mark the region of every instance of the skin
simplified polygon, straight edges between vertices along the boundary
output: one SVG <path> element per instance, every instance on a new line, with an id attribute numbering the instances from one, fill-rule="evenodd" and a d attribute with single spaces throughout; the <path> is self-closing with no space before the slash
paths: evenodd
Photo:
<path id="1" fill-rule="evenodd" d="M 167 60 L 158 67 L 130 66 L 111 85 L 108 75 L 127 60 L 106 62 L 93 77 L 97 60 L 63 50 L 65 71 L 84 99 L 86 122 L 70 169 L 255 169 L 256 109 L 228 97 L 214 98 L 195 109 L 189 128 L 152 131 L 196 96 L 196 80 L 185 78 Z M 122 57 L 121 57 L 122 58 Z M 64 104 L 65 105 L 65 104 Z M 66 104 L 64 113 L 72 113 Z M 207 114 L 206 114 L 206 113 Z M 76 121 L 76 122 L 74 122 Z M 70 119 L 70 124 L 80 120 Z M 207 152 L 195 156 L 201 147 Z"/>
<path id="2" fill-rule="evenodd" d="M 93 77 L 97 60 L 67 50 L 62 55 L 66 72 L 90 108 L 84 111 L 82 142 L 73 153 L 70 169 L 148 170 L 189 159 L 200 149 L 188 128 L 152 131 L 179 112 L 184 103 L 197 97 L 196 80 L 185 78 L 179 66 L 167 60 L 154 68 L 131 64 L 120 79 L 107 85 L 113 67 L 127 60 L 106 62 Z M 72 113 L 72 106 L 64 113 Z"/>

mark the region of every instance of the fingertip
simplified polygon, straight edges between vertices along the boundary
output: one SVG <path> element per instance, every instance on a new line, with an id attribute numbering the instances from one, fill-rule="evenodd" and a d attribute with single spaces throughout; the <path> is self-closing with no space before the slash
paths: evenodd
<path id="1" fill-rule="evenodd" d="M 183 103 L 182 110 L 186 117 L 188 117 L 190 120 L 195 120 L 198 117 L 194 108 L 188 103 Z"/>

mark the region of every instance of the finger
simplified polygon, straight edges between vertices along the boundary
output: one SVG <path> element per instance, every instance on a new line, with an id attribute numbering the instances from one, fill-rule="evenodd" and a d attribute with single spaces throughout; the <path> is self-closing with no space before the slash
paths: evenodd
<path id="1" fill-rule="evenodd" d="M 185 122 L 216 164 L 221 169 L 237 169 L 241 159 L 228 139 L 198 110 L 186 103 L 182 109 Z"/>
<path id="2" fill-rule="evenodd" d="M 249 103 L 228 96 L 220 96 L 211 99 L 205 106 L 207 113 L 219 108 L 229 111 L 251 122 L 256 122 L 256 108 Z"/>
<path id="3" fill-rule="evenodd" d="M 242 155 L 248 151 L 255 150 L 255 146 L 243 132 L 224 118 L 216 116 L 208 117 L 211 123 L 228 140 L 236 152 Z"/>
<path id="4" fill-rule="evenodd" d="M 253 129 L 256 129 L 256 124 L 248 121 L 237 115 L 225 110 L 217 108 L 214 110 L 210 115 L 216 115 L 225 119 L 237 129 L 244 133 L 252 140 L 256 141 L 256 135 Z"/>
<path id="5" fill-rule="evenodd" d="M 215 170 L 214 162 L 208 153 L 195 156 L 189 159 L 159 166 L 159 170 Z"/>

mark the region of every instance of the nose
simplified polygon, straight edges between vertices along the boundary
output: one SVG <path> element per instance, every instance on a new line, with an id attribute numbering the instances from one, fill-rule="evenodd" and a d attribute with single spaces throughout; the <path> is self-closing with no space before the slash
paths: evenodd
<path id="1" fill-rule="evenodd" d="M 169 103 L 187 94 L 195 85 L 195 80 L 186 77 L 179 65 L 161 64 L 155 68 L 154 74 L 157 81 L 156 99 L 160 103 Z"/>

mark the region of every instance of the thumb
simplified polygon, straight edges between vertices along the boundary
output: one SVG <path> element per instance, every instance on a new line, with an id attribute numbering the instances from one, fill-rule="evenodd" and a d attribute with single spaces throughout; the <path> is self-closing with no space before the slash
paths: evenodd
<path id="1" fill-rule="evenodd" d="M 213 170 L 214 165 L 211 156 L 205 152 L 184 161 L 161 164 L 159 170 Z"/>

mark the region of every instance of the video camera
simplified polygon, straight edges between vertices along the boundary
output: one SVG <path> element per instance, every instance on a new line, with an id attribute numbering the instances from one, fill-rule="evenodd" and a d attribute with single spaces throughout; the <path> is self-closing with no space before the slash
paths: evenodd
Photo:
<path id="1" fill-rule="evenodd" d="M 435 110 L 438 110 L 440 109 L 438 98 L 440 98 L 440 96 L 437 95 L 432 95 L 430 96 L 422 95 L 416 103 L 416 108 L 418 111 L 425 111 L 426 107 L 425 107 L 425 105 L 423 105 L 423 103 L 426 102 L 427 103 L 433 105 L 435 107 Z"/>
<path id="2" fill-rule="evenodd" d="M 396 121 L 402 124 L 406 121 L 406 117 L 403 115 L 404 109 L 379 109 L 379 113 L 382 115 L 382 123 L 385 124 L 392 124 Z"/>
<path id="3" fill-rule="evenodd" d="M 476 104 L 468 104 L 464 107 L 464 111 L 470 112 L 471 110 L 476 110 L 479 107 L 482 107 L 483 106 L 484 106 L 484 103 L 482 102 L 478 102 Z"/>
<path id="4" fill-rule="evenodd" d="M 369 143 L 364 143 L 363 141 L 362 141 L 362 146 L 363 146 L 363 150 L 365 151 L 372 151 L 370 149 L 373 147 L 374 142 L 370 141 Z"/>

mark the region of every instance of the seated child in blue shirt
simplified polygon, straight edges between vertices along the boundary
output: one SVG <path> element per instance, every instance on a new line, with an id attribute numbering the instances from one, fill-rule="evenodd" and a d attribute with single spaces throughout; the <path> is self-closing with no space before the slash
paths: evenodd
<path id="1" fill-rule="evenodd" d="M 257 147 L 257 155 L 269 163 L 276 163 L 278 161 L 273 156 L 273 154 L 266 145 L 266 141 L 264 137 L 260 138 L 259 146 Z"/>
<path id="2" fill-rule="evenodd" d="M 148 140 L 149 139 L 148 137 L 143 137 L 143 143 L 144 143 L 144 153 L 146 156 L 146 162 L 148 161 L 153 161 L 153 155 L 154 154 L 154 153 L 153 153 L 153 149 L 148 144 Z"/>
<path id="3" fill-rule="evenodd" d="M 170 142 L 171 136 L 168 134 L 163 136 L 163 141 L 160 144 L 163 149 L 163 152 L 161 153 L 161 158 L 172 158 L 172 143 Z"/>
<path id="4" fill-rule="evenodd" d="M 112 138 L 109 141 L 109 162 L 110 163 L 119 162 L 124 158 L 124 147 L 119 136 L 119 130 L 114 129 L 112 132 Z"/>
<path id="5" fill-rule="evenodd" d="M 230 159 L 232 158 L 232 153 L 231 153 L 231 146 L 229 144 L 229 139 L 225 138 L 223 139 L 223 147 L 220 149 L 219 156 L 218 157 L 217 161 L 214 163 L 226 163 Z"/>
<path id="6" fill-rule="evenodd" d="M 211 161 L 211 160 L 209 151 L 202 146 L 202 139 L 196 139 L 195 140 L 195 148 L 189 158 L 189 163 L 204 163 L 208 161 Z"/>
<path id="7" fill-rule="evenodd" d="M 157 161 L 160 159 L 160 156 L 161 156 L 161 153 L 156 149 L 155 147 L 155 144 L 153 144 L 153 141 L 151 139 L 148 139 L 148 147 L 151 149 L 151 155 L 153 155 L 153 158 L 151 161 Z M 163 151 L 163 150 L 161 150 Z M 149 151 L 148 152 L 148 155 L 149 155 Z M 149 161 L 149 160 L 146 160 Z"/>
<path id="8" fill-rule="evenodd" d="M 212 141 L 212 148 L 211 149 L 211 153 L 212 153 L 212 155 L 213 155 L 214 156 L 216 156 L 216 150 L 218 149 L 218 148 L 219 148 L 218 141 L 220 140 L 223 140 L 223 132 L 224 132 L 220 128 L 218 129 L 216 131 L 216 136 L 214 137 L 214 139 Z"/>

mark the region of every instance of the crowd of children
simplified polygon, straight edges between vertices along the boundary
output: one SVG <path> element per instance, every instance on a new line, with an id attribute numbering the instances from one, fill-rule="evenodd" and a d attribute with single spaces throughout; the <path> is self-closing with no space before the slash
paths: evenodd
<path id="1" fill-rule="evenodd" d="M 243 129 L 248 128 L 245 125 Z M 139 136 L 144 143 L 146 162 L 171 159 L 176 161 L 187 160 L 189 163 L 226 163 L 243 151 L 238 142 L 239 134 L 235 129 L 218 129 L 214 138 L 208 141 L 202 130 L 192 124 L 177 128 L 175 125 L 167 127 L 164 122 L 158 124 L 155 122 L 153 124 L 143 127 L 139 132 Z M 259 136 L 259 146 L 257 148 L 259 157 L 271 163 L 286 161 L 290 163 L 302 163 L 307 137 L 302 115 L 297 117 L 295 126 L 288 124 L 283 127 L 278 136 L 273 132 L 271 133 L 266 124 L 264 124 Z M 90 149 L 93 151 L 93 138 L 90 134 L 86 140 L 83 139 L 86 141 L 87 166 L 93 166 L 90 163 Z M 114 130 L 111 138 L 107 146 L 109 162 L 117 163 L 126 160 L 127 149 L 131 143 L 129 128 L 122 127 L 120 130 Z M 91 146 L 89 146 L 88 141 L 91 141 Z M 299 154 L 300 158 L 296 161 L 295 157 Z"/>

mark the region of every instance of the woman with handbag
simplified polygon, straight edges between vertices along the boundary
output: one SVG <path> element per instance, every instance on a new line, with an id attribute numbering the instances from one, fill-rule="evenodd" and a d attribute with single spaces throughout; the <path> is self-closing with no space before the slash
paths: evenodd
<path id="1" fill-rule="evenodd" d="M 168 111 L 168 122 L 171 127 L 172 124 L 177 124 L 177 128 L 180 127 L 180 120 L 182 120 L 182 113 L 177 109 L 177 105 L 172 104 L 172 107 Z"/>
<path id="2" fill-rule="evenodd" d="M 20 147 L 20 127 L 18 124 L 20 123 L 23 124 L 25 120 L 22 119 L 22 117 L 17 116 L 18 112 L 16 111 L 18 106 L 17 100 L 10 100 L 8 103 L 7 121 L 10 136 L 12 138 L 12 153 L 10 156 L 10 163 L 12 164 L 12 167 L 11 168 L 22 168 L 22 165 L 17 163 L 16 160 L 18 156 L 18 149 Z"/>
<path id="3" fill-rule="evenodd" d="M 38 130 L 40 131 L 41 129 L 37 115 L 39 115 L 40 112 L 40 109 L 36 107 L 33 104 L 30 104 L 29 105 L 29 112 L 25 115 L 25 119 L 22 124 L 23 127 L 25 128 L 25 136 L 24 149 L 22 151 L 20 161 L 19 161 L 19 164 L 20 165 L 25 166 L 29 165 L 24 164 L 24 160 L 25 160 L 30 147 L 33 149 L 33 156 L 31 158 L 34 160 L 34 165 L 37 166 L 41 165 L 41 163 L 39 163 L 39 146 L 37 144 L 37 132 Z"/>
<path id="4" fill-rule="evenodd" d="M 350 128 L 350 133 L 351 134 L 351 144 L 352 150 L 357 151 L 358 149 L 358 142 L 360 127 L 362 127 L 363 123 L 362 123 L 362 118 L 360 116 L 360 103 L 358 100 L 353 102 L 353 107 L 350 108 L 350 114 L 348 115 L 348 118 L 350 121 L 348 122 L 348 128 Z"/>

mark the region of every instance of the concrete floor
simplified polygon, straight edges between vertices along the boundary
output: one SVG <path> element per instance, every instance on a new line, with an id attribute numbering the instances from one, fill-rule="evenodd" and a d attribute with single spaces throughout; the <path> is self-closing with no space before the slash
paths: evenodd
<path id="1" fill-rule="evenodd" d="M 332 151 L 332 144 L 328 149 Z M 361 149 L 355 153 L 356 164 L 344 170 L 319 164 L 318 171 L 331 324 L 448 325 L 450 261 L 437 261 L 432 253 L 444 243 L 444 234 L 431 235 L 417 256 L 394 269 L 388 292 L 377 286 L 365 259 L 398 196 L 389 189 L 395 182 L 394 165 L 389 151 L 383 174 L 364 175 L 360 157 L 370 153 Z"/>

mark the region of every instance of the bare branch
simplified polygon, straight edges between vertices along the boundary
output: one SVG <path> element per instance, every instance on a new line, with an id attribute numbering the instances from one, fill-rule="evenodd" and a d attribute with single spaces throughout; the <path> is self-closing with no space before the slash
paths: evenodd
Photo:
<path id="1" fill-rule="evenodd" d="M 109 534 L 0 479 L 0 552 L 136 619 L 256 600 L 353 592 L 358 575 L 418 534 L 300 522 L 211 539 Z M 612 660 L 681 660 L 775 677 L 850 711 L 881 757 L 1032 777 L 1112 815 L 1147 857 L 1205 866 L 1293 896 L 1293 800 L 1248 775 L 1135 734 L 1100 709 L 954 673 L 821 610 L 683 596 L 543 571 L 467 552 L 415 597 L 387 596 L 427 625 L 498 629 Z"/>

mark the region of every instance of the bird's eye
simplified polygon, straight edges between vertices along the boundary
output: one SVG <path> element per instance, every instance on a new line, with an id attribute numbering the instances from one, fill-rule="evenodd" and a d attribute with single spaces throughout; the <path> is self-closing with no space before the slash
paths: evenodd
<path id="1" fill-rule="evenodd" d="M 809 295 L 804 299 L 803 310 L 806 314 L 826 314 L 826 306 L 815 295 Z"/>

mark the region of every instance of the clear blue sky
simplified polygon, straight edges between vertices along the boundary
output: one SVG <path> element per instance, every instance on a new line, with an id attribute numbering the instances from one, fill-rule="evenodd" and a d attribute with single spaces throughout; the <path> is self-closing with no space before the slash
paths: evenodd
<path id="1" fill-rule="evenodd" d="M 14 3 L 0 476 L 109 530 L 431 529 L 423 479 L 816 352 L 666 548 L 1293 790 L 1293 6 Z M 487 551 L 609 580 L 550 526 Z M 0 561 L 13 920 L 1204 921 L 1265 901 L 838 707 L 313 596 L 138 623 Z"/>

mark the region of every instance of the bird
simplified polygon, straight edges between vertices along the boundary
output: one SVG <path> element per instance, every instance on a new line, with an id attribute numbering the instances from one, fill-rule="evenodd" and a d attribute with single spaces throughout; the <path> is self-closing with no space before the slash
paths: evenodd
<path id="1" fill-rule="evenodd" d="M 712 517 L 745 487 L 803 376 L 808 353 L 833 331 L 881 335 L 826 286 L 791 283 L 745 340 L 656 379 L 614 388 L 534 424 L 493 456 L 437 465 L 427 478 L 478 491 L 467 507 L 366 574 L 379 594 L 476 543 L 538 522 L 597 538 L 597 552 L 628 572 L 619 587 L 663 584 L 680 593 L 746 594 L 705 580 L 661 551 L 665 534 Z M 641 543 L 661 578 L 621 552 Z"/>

----------------

- GOAL -
Please show every line of the material that contains the word "bird", copying each one in full.

- TASK SOLUTION -
mark the region of every instance of the bird's eye
mark the region of every instance of the bird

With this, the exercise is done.